» Extracted material:
------------------------------------------------
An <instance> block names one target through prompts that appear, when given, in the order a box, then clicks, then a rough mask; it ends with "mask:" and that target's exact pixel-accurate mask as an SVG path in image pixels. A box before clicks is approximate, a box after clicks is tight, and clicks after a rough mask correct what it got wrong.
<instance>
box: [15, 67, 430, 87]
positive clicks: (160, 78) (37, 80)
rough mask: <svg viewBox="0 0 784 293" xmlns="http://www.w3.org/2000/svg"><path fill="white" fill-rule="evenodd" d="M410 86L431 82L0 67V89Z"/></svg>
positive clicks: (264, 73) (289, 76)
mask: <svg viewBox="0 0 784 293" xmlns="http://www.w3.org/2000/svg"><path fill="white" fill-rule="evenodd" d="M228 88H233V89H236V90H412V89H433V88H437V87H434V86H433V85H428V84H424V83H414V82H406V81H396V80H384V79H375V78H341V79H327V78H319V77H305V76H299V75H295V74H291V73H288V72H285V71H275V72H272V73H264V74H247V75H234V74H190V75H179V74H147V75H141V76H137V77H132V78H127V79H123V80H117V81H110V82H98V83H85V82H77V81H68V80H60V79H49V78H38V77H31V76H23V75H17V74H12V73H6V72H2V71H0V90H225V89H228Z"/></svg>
------------------------------------------------
» Work request: Copy every line above character for character, without changing or leaving out anything.

» Written response:
An <instance> block names one target through prompts that appear, when given, in the order a box, then clicks, then a rough mask; it ends with "mask:" and that target's exact pixel-accurate mask as an SVG path in image pixels. A box before clicks is approximate, a box after clicks is tight, and clicks after a rough mask correct what it got wrong.
<instance>
box: [15, 67, 430, 87]
positive clicks: (160, 78) (37, 80)
rough mask: <svg viewBox="0 0 784 293" xmlns="http://www.w3.org/2000/svg"><path fill="white" fill-rule="evenodd" d="M410 86L431 82L0 67V89Z"/></svg>
positive clicks: (264, 73) (289, 76)
mask: <svg viewBox="0 0 784 293" xmlns="http://www.w3.org/2000/svg"><path fill="white" fill-rule="evenodd" d="M228 88H233V89H236V90H412V89H433V88H437V87H434V86H433V85H428V84H424V83H414V82H406V81H396V80H384V79H375V78H341V79H327V78H319V77H305V76H299V75H295V74H291V73H288V72H285V71H275V72H272V73H264V74H247V75H234V74H190V75H179V74H147V75H141V76H137V77H132V78H127V79H123V80H117V81H110V82H98V83H85V82H77V81H68V80H60V79H49V78H38V77H31V76H23V75H17V74H12V73H6V72H2V71H0V90H225V89H228Z"/></svg>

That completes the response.